:: WHAT YOU HAVE TO DO ::
Copy out, word for word, the lines in the records from the one containing "Write the exact" through the one containing "box: [856, 245, 898, 382]", inclusive, and nothing else.

:: SUPPLIED DATA ::
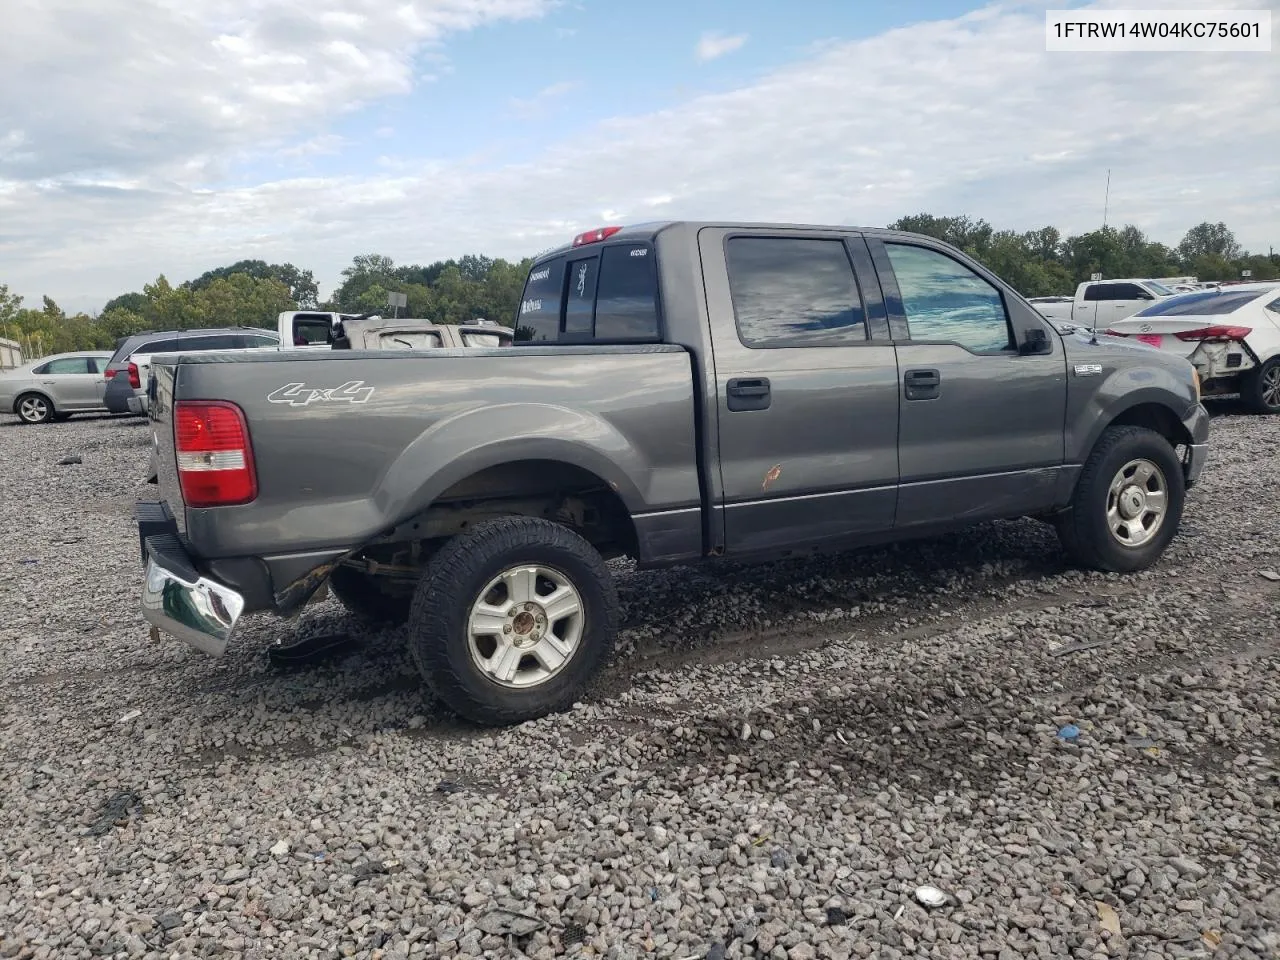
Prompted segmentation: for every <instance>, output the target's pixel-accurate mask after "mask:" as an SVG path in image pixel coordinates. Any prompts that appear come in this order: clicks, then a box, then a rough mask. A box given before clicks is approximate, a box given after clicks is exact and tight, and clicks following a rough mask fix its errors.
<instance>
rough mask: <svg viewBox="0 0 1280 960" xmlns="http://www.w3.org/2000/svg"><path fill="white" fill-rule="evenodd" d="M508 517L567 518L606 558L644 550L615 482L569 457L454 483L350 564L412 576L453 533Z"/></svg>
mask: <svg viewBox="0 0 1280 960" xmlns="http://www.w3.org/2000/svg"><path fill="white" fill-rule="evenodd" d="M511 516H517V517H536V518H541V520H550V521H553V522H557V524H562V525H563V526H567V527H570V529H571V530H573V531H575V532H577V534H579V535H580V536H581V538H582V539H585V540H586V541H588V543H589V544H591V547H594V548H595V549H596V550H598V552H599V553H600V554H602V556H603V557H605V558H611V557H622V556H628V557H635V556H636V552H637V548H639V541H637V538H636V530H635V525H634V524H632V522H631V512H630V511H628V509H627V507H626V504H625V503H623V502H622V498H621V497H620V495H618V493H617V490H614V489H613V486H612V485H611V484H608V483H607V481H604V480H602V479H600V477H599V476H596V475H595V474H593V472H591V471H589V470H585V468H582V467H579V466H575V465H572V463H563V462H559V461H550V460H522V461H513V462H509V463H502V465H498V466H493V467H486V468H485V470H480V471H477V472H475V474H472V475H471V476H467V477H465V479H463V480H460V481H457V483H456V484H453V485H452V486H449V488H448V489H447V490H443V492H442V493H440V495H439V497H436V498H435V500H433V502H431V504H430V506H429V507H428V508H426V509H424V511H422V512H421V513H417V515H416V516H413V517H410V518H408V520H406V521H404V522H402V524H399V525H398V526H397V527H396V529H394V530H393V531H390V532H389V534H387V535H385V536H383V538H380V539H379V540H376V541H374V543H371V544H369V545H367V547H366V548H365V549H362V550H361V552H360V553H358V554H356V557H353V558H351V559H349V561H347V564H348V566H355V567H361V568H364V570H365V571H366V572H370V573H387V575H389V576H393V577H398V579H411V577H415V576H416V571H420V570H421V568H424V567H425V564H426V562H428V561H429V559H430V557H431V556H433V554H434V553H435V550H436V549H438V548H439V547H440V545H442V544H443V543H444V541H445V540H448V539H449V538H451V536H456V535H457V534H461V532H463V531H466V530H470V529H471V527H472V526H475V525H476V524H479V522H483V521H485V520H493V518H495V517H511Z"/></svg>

==

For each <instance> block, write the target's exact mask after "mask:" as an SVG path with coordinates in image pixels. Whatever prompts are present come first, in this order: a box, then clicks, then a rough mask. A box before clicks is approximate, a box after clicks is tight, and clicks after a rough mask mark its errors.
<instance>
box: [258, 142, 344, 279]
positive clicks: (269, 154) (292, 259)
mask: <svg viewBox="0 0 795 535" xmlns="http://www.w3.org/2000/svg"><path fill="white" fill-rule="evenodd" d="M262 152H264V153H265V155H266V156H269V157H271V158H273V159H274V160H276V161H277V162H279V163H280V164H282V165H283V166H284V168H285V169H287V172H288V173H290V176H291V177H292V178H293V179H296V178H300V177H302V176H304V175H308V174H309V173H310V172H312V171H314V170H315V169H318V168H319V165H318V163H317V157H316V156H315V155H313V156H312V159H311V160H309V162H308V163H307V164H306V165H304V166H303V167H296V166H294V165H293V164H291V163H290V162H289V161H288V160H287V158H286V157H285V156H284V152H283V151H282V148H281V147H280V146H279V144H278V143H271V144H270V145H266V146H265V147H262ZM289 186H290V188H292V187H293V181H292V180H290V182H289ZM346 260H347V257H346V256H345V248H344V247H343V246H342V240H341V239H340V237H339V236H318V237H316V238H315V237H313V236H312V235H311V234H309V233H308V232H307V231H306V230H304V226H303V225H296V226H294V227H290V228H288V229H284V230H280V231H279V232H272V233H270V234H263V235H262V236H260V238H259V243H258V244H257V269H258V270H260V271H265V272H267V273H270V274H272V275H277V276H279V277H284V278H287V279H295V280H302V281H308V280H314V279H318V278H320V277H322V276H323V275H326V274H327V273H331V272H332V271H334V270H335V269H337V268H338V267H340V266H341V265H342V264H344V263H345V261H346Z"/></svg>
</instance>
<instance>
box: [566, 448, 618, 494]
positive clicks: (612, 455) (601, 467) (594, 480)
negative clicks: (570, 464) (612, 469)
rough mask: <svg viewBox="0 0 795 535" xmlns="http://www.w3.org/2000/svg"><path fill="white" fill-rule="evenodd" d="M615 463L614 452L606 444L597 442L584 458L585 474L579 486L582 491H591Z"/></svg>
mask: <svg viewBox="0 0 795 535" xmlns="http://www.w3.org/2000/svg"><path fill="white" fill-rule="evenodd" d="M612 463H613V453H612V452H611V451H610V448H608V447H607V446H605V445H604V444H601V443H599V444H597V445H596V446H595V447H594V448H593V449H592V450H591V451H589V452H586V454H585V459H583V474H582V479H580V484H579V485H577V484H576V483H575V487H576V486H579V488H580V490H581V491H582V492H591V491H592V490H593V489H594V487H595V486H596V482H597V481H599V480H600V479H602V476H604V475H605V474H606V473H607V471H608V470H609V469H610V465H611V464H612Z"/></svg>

--

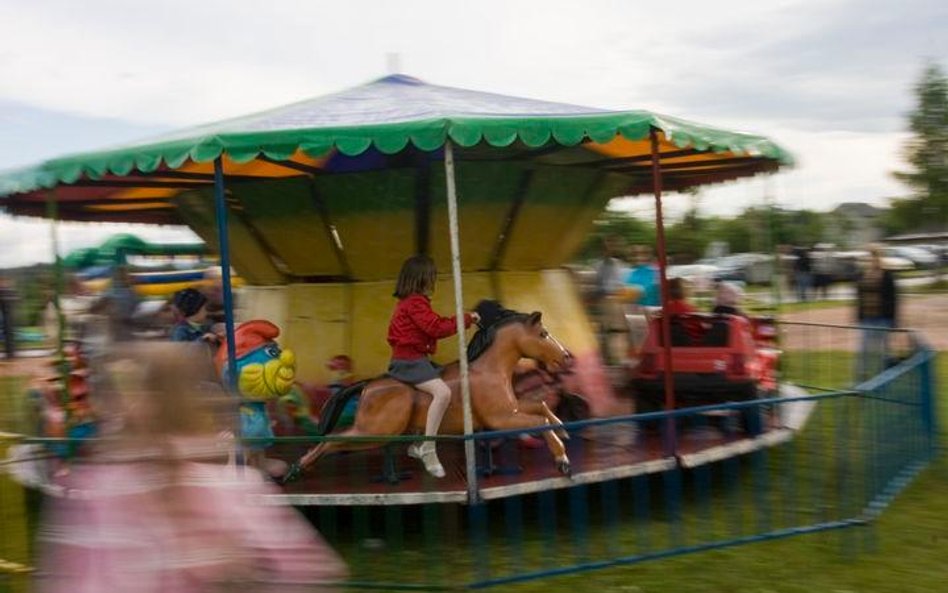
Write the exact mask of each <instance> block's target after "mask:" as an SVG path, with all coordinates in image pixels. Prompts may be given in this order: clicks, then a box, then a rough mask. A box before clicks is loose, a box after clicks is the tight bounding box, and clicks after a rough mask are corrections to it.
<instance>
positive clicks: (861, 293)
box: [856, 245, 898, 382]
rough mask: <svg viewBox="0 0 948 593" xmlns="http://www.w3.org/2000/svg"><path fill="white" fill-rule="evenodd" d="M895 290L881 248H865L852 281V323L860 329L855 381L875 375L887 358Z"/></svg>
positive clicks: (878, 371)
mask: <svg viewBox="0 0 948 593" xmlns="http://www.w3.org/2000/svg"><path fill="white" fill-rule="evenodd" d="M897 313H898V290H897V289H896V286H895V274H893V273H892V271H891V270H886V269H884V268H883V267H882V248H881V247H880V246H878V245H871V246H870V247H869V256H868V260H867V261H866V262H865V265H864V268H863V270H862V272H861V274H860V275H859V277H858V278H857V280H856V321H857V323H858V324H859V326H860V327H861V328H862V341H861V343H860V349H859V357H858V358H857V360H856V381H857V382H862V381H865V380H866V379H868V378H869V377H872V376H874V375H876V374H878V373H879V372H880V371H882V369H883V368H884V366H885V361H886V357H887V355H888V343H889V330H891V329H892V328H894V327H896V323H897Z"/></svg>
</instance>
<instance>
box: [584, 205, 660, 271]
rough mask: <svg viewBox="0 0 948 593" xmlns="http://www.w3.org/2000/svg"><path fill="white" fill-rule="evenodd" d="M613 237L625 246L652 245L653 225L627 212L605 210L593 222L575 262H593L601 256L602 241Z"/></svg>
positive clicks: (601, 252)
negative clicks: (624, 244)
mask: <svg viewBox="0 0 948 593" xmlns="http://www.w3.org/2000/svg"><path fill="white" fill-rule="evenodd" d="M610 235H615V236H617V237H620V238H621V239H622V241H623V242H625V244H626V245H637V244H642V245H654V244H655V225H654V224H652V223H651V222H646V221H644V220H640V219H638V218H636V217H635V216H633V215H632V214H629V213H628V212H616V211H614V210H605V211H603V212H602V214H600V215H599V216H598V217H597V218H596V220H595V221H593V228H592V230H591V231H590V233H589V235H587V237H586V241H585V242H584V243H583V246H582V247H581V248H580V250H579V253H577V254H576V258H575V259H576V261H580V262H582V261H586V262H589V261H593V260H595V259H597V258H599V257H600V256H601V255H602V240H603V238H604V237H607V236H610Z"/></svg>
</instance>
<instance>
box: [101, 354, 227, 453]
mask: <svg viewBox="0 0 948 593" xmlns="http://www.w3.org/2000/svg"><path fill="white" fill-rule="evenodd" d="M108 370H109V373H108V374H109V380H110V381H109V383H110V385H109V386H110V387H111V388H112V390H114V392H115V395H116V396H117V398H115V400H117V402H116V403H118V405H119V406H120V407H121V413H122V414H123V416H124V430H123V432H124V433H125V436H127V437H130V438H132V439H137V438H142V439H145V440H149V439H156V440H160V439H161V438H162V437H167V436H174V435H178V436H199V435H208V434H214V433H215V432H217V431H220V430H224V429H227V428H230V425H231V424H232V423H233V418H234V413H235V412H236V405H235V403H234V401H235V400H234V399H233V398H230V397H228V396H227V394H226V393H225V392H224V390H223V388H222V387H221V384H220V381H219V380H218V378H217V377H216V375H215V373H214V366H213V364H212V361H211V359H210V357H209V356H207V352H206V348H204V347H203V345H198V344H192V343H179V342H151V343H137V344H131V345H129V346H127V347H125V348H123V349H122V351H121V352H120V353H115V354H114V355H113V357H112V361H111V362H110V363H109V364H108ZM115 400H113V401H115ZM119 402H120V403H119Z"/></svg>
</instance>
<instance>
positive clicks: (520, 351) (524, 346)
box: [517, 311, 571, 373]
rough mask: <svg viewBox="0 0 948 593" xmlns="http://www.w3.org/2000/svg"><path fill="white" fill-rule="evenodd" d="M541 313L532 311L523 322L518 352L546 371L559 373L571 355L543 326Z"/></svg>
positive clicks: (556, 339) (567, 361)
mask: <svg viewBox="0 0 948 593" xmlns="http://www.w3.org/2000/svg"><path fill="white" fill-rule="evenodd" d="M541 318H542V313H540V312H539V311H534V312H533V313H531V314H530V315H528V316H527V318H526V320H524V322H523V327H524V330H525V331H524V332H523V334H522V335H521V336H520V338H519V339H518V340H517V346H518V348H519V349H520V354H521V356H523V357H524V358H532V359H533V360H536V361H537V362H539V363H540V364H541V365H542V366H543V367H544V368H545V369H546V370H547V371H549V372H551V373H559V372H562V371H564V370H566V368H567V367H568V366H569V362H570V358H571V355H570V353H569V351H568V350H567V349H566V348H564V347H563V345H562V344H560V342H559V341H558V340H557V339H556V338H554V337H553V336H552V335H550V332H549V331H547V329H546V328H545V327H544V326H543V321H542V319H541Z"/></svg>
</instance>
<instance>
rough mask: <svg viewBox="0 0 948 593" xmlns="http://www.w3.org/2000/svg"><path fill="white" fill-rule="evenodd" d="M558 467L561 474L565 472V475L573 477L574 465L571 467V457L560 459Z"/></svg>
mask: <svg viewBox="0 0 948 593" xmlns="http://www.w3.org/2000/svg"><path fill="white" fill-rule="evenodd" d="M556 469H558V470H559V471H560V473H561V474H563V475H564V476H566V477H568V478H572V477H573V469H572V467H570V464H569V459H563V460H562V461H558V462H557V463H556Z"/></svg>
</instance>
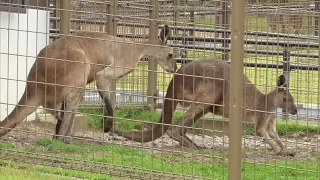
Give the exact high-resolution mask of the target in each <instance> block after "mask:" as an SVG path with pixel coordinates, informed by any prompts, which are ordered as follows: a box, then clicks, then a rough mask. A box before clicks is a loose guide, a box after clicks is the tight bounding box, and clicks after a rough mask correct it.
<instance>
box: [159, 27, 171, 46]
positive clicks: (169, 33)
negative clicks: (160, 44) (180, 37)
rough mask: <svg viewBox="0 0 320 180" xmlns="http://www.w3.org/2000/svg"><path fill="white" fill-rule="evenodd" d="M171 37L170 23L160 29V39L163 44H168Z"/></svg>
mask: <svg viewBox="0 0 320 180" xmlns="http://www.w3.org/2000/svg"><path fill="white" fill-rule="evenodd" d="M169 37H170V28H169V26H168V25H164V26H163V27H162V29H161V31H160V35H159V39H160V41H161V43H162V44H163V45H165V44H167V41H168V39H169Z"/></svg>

:: WRITTEN SOLUTION ::
Write the exact mask of each <instance> block's target after "mask:" as an SVG path, with all coordinates in image pixels. Prompts may be given in this order: clicks, then a box, then a rough mask. A box before clicks is loose, a box after clicks is the tight bounding box, and clicks after a rough mask are corrections to it.
<instance>
positive clicks: (861, 293)
box: [856, 245, 898, 382]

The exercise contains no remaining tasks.